Drop the pictures from the entries below, then reproduce the rest exactly.

§ SUPPLIED DATA
○ ○ ○
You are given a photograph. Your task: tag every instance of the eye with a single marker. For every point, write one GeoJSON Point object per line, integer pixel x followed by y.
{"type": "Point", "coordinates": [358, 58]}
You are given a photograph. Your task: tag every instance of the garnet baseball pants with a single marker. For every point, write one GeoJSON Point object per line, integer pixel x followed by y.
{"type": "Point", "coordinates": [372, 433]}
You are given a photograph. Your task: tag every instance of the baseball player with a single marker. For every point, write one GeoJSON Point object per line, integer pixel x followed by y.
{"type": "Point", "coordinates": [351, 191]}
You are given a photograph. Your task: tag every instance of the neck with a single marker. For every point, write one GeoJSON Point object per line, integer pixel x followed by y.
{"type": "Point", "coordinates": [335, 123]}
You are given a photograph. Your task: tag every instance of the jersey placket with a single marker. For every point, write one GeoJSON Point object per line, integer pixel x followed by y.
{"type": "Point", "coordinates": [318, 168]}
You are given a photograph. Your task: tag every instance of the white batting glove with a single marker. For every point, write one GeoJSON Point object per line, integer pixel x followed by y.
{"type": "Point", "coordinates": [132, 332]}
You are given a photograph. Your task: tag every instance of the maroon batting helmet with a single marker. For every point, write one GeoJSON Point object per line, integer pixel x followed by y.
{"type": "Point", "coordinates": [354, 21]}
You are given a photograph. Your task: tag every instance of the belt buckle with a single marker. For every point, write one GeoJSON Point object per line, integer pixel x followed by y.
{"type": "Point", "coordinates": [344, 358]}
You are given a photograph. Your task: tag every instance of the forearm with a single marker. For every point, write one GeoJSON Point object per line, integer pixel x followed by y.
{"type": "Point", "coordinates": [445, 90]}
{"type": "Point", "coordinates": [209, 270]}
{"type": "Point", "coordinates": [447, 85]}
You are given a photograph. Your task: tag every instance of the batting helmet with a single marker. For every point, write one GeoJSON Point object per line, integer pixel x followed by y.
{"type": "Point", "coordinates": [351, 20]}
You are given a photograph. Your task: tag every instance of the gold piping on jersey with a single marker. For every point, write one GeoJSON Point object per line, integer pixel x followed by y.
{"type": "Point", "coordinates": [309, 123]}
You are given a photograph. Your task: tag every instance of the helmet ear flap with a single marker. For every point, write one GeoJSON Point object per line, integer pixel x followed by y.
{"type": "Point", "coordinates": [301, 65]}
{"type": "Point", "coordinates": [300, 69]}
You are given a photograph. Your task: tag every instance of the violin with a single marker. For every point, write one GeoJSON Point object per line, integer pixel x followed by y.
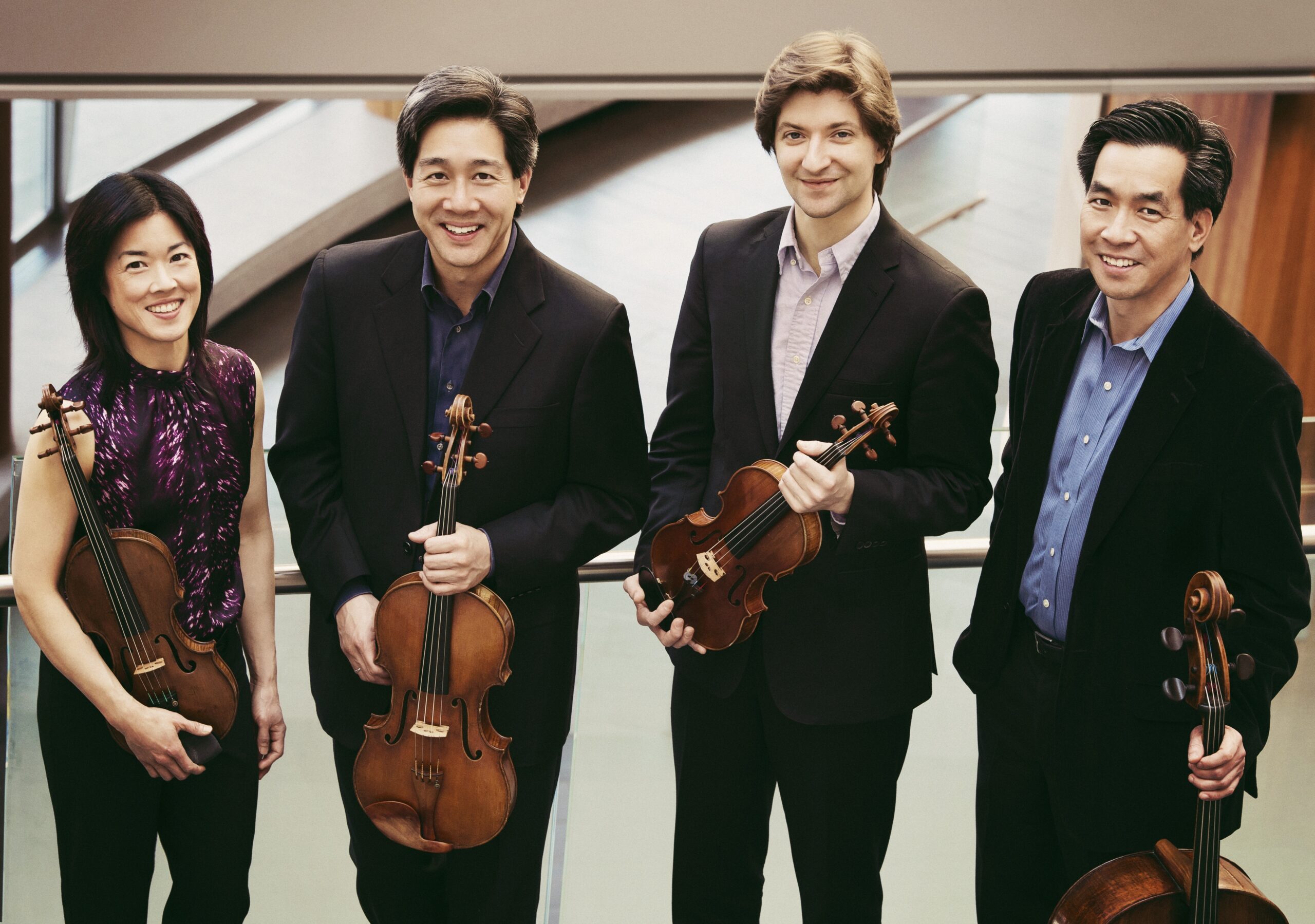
{"type": "Point", "coordinates": [715, 568]}
{"type": "Point", "coordinates": [1167, 885]}
{"type": "Point", "coordinates": [433, 775]}
{"type": "Point", "coordinates": [121, 586]}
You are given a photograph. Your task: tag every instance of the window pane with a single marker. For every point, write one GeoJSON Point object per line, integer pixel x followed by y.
{"type": "Point", "coordinates": [33, 158]}
{"type": "Point", "coordinates": [112, 136]}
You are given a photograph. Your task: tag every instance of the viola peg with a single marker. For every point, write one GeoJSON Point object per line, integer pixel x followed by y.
{"type": "Point", "coordinates": [1243, 667]}
{"type": "Point", "coordinates": [1172, 639]}
{"type": "Point", "coordinates": [1176, 690]}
○ ○ ○
§ PROBLEM SOLUTION
You are given a photograph. Your task: tag every instance of the eye with a single marker. For every point, write one GeoJSON Point object per line, integer pixel x followed by y.
{"type": "Point", "coordinates": [358, 58]}
You are given a photograph. Your task: tag every instance of the garnet baseball pants with a single marker. For every point, write one GeoJSON Point object per line, integer pixel x followed by y.
{"type": "Point", "coordinates": [372, 433]}
You are given a photograph. Your task: tag every instance of the baseball player with a single marker. For every point, write one GeoJSON Point object per line, integer pixel x followed by y.
{"type": "Point", "coordinates": [351, 191]}
You are given a photograph. Your task: tag every instance of the neck with a single marker. For every point, write one GeoJSON Point object per line, integer pixel x followed by y.
{"type": "Point", "coordinates": [335, 123]}
You are given a photograph. Your task: tag every instance of the jersey placket with a single marker. For every point, write one GeoJSON Point object per line, integer pixel x followed by y.
{"type": "Point", "coordinates": [318, 168]}
You are given a photograph. Your task: tag every instance of the white batting glove with a single marker. For every point, write one GeoJSON Point object per line, integer pixel x followed by y.
{"type": "Point", "coordinates": [132, 332]}
You are given a photograph. Your task: tag every instance of the maroon batting helmet with a single marker. For every point, write one GeoJSON Point object per line, integer pixel x followed by y.
{"type": "Point", "coordinates": [354, 21]}
You are given a photograph. Your task: tag every instance of the belt buckle with a single marker. For every point, write one GeoJSON Point object per line, integer pixel x followed by y.
{"type": "Point", "coordinates": [344, 358]}
You are given a photograph. Your task: tag every instance of the forearm with a single marker. For every point, write one GeoJSON Point object per line, integer pixel x followed by y.
{"type": "Point", "coordinates": [445, 90]}
{"type": "Point", "coordinates": [209, 270]}
{"type": "Point", "coordinates": [447, 85]}
You are given a photograph. Your task: tag every instance of the batting helmet with a single marker. For every point, write one GeoJSON Point object per line, integer pixel x followed by y.
{"type": "Point", "coordinates": [351, 20]}
You are given a photograph. Your task: tag every instance of the gold piping on jersey with a single marker. For every point, write one GeoJSON Point object per line, integer pixel x followed by y.
{"type": "Point", "coordinates": [309, 123]}
You are given a photograph. Your task: tag every instance of the helmet ear flap with a single marker. For every point, write one GeoJSON Point object per line, integer pixel x followed by y.
{"type": "Point", "coordinates": [301, 65]}
{"type": "Point", "coordinates": [300, 69]}
You are given a photograph. Your task: tag every instance of the violin with a single marker. For every point, write one GeoJSON Point object per line, integer pixel x followed by y.
{"type": "Point", "coordinates": [715, 568]}
{"type": "Point", "coordinates": [1167, 885]}
{"type": "Point", "coordinates": [433, 775]}
{"type": "Point", "coordinates": [121, 586]}
You are given a photograph. Your task: tag every instance of the window pane with a single marker. For every point, write one GeoJSON Point object per line, integer pixel x followed by y.
{"type": "Point", "coordinates": [33, 158]}
{"type": "Point", "coordinates": [112, 136]}
You are given a photograph. Your task: tag every instance of the viola peg with a single marker. For every point, write one GeoJSON Point object per line, integer pixel x followed by y.
{"type": "Point", "coordinates": [1243, 667]}
{"type": "Point", "coordinates": [1172, 639]}
{"type": "Point", "coordinates": [1176, 690]}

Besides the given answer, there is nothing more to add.